* _Page extract_
>>>

To his followers, Roger Ver is known as Bitcoin Jesus, a charismatic advocate of the cryptocurrency that is once again captivating investors with record-breaking gains.
Roger Ver, a prominent early crypto investor and advocate, is facing a new kind of legal battle: US prosecutors charged him with evading more than $48 million in taxes for selling $240 million in tokens.
The case, filed this year, is the first to focus solely on tax fraud and digital-asset sales. Prosecutors typically tack on tax charges to crypto cases for crimes like money laundering, ransomware attacks and investor scams.
Ver, 45, is awaiting a Spanish judge’s decision on whether he must be extradited to America after his April arrest in Barcelona while attending a crypto conference. The US expatriate spent a month in jail before getting out on bail and moving to Mallorca. An outspoken critic of the US government, he said he’s being persecuted by prosecutors.
“They don’t like me, and they don’t like my political views, and they just came at me every which way,” Ver told Bloomberg News in an exclusive interview in late October.

<<<

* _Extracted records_
>>>

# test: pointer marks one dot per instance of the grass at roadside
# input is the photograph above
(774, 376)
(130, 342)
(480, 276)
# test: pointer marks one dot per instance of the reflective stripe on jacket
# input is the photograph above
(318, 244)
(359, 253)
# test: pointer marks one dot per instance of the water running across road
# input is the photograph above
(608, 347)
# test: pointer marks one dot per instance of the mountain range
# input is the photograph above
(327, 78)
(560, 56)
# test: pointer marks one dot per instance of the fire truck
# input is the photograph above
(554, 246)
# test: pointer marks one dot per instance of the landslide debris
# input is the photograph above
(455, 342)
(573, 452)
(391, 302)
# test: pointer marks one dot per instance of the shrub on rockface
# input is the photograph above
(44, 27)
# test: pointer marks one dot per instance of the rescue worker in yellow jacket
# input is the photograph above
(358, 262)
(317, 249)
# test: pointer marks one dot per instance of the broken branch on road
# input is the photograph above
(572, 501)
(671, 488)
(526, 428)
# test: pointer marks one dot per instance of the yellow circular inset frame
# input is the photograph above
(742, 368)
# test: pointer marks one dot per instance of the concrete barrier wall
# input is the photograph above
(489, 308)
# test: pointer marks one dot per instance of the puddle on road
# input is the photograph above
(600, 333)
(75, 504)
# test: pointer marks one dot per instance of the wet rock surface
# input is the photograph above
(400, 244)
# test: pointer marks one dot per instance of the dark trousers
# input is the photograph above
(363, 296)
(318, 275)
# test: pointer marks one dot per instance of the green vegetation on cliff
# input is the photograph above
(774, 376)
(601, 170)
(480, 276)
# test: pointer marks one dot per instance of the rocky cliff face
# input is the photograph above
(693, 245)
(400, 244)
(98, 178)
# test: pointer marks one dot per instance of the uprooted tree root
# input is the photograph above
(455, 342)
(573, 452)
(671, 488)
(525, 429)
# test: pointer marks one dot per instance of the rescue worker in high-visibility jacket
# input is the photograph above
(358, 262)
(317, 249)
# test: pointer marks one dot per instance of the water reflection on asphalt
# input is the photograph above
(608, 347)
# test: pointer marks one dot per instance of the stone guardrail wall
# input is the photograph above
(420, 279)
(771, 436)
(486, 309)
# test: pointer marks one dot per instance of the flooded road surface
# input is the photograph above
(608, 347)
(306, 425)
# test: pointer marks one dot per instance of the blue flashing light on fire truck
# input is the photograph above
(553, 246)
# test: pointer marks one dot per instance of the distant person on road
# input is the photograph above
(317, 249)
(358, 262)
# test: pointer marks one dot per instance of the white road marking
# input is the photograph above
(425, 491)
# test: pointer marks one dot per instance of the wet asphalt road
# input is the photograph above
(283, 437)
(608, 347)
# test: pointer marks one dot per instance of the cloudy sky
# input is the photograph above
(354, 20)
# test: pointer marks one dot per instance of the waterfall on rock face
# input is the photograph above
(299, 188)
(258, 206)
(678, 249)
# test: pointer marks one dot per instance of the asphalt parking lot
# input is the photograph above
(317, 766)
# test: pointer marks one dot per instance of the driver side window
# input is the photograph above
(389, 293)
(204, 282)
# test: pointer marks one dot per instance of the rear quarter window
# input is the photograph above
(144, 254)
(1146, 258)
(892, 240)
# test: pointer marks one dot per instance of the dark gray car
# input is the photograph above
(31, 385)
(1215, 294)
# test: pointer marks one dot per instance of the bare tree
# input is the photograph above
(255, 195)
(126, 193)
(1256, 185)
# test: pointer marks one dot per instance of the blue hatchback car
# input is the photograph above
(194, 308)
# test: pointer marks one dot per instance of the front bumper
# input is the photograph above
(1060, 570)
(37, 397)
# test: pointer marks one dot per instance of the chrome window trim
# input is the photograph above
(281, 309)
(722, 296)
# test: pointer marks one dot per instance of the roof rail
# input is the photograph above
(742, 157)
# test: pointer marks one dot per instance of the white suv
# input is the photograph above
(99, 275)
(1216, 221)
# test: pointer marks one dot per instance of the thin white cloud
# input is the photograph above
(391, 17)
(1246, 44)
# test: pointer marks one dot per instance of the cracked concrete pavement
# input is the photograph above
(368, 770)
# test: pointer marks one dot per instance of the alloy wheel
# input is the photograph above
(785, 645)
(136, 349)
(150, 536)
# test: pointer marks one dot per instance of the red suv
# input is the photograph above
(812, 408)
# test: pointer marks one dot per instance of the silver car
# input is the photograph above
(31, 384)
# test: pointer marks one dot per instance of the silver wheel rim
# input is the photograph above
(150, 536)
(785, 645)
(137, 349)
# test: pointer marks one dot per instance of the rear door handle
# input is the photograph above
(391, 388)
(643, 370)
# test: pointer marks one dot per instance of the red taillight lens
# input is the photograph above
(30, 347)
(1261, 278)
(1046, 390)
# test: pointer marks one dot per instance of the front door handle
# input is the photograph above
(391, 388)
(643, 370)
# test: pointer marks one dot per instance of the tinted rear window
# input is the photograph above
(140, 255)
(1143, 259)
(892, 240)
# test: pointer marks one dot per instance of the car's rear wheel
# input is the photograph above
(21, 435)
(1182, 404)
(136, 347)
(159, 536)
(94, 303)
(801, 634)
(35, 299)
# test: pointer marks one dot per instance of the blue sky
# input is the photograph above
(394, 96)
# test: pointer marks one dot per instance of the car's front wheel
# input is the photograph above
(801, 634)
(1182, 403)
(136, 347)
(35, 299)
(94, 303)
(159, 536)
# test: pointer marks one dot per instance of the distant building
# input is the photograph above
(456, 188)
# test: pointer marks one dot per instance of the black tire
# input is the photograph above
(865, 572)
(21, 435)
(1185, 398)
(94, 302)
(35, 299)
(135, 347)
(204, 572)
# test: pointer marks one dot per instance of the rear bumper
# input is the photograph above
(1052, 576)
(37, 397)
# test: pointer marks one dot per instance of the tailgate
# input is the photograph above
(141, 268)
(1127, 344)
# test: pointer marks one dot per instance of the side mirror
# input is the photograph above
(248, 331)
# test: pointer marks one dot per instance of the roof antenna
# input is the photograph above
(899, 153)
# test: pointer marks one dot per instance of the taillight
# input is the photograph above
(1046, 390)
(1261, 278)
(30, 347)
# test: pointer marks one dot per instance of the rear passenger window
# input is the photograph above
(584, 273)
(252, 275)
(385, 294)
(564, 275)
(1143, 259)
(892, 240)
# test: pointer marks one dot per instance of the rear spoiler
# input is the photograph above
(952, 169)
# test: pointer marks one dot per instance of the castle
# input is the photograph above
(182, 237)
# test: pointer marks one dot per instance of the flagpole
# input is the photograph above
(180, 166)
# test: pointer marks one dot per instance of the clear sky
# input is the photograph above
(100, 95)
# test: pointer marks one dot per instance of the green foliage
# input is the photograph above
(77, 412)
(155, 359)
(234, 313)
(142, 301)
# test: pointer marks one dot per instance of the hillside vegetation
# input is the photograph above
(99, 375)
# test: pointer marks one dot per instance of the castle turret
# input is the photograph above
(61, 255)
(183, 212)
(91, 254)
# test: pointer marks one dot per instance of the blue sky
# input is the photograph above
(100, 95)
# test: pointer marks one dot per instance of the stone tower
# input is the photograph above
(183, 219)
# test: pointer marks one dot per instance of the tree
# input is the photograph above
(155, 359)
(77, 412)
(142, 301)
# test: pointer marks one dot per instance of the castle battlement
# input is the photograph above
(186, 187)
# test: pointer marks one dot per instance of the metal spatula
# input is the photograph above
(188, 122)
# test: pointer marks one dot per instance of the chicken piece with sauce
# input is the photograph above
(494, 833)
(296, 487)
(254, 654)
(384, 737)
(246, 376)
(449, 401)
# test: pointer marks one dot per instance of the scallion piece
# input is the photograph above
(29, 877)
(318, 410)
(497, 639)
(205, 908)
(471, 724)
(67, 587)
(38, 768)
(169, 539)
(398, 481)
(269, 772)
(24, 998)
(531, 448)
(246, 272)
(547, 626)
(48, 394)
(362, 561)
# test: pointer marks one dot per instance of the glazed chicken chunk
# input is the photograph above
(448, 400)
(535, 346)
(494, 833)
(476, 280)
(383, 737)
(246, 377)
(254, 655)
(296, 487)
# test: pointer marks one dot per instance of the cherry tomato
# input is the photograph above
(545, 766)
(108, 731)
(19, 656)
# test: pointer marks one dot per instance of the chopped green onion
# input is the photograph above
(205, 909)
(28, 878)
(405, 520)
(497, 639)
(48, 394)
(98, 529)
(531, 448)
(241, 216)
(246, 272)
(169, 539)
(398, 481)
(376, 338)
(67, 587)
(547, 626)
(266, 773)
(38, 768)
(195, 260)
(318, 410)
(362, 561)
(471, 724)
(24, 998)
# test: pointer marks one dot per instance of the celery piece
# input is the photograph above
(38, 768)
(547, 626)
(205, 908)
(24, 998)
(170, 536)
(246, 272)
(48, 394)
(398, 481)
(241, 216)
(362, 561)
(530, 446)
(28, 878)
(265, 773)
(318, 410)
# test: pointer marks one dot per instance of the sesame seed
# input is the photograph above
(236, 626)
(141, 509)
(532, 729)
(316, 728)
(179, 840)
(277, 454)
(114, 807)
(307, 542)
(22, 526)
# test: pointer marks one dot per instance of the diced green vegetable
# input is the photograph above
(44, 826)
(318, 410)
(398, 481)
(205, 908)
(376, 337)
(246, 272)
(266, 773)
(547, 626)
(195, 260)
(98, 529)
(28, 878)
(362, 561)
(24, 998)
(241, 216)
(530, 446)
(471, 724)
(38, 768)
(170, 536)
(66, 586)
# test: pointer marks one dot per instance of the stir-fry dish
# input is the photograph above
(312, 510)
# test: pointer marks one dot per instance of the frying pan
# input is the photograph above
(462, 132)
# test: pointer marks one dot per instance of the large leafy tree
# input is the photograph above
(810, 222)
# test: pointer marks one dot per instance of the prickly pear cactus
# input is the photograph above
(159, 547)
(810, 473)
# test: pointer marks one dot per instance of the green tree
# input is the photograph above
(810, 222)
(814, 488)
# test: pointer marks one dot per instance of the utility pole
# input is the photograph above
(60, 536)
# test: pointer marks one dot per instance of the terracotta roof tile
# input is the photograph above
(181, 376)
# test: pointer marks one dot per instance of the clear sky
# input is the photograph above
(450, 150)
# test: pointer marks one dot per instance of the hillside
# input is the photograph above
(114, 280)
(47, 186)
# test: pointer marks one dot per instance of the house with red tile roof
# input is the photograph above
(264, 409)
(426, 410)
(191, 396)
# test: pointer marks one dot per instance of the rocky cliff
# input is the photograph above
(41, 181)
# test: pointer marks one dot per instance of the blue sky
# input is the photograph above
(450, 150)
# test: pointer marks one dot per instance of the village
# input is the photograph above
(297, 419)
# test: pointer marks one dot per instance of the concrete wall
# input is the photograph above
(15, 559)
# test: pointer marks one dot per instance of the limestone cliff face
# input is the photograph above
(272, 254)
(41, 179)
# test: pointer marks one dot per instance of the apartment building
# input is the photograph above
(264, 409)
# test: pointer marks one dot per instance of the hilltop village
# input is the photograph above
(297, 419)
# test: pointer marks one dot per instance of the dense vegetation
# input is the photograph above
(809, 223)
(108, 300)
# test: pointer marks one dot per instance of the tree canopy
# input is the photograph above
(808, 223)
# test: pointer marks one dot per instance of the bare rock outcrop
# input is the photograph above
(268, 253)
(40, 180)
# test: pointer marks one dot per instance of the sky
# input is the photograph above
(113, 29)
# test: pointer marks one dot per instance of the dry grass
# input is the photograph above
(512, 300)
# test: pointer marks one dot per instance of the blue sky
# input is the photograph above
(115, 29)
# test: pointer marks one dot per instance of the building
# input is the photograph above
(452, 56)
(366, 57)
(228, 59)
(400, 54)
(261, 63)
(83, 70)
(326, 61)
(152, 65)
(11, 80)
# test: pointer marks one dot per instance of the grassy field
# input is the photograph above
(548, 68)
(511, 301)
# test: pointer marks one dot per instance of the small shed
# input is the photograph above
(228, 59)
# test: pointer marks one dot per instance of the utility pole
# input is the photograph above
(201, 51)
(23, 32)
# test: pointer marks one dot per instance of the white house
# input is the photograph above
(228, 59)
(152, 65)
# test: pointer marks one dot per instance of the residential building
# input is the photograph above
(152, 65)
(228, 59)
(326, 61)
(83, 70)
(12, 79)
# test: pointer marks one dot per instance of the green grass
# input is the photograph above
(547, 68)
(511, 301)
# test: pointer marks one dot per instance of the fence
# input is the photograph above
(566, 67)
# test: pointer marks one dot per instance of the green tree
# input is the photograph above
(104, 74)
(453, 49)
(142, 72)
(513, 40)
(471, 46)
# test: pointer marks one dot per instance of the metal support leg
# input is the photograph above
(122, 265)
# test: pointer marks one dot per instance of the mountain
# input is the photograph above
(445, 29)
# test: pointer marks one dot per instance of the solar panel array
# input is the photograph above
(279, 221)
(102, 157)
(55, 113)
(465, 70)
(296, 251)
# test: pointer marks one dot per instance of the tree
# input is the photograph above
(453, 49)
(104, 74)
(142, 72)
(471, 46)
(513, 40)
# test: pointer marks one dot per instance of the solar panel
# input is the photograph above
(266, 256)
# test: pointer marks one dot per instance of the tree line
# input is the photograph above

<<<

* _Stated goal_
Translate into French this sentence from the Roger Ver article: "The case, filed this year, is the first to focus solely on tax fraud and digital-asset sales." Draw solely on the Roger Ver article, not on the material.

* _Response to the task_
L'affaire, engagée cette année, est la première à porter uniquement sur la fraude fiscale et les ventes d'actifs numériques.